START INFORMATION SUPPLIED
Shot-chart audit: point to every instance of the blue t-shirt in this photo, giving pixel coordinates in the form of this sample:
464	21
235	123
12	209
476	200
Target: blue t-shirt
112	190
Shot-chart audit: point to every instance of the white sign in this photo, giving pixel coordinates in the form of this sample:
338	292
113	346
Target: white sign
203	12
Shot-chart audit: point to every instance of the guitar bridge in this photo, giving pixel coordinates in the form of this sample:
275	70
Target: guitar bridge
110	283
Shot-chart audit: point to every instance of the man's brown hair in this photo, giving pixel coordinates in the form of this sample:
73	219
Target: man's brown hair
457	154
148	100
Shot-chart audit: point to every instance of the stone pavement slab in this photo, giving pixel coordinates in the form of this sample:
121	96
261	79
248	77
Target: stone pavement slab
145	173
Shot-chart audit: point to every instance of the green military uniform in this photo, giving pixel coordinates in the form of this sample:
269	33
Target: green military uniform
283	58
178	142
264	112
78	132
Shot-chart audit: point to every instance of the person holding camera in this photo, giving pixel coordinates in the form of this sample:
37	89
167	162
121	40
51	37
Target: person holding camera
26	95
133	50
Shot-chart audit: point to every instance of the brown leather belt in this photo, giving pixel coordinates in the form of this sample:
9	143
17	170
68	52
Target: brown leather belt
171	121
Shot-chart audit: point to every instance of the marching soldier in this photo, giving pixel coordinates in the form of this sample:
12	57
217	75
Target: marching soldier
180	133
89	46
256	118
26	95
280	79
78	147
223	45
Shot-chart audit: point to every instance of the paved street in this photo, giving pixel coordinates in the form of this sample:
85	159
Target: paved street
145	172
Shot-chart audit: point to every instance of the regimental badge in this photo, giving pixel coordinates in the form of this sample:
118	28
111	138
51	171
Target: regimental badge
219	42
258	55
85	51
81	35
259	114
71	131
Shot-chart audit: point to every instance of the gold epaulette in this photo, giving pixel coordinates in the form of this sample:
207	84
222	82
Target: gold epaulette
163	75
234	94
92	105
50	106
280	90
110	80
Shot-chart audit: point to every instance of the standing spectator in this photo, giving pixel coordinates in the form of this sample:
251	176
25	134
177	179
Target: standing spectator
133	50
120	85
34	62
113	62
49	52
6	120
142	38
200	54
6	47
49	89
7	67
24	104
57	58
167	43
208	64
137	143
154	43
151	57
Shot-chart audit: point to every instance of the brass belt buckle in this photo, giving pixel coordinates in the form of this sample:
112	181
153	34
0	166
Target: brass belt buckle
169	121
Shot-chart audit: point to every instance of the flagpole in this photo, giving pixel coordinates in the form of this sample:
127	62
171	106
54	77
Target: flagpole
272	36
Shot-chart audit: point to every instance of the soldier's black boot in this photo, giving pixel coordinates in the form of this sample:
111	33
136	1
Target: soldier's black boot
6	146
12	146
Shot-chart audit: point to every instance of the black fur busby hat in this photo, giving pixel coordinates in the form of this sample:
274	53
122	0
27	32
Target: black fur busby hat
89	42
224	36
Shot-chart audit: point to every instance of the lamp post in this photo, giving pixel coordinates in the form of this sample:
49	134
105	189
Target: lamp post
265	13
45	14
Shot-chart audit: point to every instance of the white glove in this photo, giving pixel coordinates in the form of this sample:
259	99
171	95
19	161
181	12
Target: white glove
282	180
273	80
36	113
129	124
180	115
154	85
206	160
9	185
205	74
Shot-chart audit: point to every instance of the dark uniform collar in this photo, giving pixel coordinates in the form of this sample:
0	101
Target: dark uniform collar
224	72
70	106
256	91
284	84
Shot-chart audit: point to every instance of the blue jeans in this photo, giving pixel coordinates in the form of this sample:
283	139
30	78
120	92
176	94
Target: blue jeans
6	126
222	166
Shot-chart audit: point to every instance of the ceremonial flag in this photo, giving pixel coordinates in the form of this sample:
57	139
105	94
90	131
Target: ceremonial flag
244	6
END INFORMATION SUPPLIED
**WHAT NEEDS TO BE DONE:** Return exactly the lines from the one containing "Shot-chart audit: point to every instance of the dark" to the last line of the data, and nothing more.

**TASK RESULT:**
Shot-chart audit: point to every instance of the dark uniform collar in this photo, giving pixel coordinates in the form of this sample:
0	101
Target: dark uniform collar
224	72
70	106
256	91
284	84
Shot-chart audit: point to every instance of the blue jeans in this photo, giving pixel coordinates in the form of this sample:
283	139
30	78
120	92
176	94
Target: blue jeans
6	126
222	166
Shot-chart audit: point to every instance of the ceremonial flag in this photo, giving pixel coordinates in the form of this sample:
57	139
105	94
90	131
Target: ceremonial flag
244	6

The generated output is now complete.